Directions for this task: Render the stretch of the entries below from the line containing "Place one point on every instance of the small" through the line containing "[(81, 205)]" as a Markdown table with a Row column for the row number and a Text column for the line, skipping blank lines. Include only that stretch.

Dataset extract:
--- --- ---
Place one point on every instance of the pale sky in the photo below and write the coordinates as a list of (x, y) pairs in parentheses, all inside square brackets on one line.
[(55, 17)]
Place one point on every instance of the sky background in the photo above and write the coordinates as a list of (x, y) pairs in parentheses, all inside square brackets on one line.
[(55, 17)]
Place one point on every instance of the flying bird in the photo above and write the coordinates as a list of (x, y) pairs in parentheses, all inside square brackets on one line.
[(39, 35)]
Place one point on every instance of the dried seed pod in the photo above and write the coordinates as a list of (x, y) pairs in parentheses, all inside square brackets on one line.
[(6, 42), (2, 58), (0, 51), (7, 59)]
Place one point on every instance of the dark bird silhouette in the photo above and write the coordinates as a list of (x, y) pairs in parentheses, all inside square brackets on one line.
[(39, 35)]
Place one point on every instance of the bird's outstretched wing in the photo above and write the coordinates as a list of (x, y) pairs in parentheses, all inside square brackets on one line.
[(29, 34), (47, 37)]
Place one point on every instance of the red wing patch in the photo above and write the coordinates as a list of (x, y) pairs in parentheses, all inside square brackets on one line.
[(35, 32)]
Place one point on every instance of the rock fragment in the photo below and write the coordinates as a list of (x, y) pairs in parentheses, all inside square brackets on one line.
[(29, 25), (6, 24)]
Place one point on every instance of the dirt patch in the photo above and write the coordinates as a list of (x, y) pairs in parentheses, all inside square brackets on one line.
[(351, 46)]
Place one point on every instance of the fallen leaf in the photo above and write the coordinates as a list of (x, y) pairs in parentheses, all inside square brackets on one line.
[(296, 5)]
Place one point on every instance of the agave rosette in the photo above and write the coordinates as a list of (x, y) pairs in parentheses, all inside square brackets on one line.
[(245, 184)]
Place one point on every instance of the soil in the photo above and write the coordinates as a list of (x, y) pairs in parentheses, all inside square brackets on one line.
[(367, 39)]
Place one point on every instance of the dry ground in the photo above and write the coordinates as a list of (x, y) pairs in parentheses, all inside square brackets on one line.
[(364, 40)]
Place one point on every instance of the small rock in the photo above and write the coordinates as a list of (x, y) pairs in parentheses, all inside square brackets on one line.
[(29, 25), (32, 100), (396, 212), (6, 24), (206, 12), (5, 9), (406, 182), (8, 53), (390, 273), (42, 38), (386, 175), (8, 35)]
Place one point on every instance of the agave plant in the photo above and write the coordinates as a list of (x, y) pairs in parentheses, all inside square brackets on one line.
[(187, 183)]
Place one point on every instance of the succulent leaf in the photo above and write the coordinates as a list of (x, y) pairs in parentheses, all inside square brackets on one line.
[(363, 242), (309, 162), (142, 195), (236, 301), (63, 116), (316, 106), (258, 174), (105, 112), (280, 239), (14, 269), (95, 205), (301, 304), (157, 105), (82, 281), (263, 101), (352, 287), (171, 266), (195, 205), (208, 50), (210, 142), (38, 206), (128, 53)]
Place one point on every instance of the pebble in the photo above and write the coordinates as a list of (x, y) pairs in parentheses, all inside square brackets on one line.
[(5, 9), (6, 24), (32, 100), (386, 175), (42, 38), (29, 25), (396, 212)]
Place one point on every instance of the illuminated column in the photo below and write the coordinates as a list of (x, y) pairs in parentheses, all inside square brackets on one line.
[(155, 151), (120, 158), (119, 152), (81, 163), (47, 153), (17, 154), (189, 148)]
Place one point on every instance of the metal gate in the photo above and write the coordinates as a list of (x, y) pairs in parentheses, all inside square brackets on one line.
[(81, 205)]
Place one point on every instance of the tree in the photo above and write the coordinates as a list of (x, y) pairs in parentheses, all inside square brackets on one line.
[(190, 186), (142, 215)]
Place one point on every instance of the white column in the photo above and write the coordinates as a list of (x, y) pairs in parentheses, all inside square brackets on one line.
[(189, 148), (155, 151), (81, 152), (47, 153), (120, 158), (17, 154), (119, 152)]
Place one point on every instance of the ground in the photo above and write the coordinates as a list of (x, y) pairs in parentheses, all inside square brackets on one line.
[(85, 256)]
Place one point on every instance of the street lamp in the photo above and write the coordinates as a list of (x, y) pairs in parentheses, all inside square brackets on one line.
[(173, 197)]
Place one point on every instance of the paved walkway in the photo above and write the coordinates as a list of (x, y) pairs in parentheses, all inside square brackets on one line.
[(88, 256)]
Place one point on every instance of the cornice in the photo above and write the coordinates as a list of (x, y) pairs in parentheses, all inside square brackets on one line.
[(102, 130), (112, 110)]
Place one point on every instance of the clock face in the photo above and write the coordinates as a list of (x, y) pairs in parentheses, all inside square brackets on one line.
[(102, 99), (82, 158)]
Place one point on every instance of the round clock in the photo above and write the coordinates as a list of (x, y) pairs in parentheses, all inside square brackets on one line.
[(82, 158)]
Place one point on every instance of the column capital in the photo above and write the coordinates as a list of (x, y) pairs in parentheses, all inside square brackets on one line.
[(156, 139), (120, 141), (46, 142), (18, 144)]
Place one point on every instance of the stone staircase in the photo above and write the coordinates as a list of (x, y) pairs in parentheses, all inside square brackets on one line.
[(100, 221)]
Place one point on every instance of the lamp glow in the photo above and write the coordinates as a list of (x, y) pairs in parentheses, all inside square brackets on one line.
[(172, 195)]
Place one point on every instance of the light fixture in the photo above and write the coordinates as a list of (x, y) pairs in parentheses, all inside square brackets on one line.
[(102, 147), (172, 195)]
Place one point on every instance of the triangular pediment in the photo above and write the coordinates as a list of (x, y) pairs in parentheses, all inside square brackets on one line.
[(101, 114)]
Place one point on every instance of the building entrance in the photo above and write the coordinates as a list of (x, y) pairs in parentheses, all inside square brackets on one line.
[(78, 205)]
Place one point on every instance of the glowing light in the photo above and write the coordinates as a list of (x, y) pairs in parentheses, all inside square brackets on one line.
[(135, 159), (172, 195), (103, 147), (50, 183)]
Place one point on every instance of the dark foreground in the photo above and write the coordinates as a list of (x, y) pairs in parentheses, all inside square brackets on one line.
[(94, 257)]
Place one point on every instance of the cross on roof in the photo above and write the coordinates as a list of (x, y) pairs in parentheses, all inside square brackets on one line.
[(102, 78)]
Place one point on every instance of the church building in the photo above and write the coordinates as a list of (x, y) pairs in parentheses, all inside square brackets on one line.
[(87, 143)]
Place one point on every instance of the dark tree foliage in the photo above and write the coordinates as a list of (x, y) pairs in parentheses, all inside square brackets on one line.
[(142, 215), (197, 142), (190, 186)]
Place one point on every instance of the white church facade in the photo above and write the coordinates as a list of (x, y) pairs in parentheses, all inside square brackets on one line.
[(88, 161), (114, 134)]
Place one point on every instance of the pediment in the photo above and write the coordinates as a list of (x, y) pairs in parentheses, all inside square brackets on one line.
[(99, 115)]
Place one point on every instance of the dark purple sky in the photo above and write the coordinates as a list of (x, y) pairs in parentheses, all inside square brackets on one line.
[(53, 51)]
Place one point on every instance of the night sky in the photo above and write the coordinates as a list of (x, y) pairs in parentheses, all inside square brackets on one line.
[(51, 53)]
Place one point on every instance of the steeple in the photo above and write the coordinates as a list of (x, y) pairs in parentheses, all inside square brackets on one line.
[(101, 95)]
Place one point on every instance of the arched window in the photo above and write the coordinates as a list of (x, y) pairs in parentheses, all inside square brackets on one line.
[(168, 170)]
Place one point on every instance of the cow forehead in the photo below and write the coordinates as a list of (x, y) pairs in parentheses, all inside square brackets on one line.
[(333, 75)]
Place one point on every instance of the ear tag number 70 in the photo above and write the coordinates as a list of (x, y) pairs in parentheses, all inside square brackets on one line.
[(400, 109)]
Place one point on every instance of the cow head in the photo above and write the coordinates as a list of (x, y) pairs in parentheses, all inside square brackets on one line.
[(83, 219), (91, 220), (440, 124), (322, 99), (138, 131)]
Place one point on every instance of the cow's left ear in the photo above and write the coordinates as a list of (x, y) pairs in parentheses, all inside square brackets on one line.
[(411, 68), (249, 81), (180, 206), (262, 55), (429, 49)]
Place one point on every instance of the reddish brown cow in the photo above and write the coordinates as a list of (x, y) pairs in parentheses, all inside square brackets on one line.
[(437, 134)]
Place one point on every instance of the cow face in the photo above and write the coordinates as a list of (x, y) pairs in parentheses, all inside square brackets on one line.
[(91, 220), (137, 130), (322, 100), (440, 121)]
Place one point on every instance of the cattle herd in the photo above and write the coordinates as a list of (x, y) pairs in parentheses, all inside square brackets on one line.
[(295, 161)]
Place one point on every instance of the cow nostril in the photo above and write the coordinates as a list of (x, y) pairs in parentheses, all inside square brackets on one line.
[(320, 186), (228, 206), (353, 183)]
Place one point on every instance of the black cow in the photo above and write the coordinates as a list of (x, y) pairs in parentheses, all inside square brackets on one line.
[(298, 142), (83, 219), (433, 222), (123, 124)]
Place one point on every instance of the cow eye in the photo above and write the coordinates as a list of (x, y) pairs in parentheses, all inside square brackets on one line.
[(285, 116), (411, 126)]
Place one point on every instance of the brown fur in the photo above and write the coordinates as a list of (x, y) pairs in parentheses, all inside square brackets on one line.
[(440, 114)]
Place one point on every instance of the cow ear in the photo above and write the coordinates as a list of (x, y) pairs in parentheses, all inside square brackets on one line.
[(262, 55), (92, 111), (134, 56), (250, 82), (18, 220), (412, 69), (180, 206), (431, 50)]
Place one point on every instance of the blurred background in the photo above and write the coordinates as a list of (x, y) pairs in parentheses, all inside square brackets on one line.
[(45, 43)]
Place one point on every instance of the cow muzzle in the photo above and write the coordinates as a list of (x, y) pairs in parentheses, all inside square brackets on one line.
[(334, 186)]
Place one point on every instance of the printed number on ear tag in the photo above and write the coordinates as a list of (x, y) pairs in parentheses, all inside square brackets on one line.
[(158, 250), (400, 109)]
--- --- ---
Written solution:
| Row | Text |
|---|---|
| 1 | Place one point on every instance of the small rock in the photo above and write the coordinates as a list of (x, y) pairs in parentheses, all inside square brackets on one line. |
| 2 | [(29, 25), (32, 100), (396, 212), (6, 24), (206, 12), (5, 9), (406, 182), (8, 53), (390, 273), (42, 38), (386, 175), (8, 35)] |
| 3 | Place one point on every instance of the agave plant in the photo above and write the coordinates as a list of (x, y) pairs in parentheses, all inside square brackets on one line. |
| 4 | [(187, 183)] |
| 5 | Place one point on every instance of the succulent leaf in the photo above and write the coordinates as a list of (x, y) pairs in parentheses, all inside square brackets on one line. |
| 6 | [(363, 242), (309, 162), (142, 195), (236, 301), (63, 116), (316, 106), (258, 174), (105, 112), (280, 239), (14, 269), (95, 205), (301, 304), (157, 105), (82, 281), (263, 101), (352, 287), (171, 266), (195, 205), (208, 50), (210, 142), (38, 206), (128, 53)] |
| 7 | Place one point on every instance of the pebble in the photo above and write the coordinates as a list of (x, y) pairs in parentheses, all inside square brackets on one line. |
| 8 | [(5, 9), (6, 24), (32, 100), (386, 175), (42, 38), (29, 25), (396, 212)] |
| 9 | Place one point on every instance of the illuminated column in the photo below and write the coordinates as a list of (x, y) pairs in parentheses, all inside square brackets on one line. |
| 10 | [(155, 151), (120, 158), (119, 152), (81, 163), (47, 153), (17, 154), (189, 148)] |
| 11 | Place one point on every instance of the metal gate in the photo above and write the coordinates as a list of (x, y) pairs in parentheses, all inside square brackets on one line. |
| 12 | [(81, 205)] |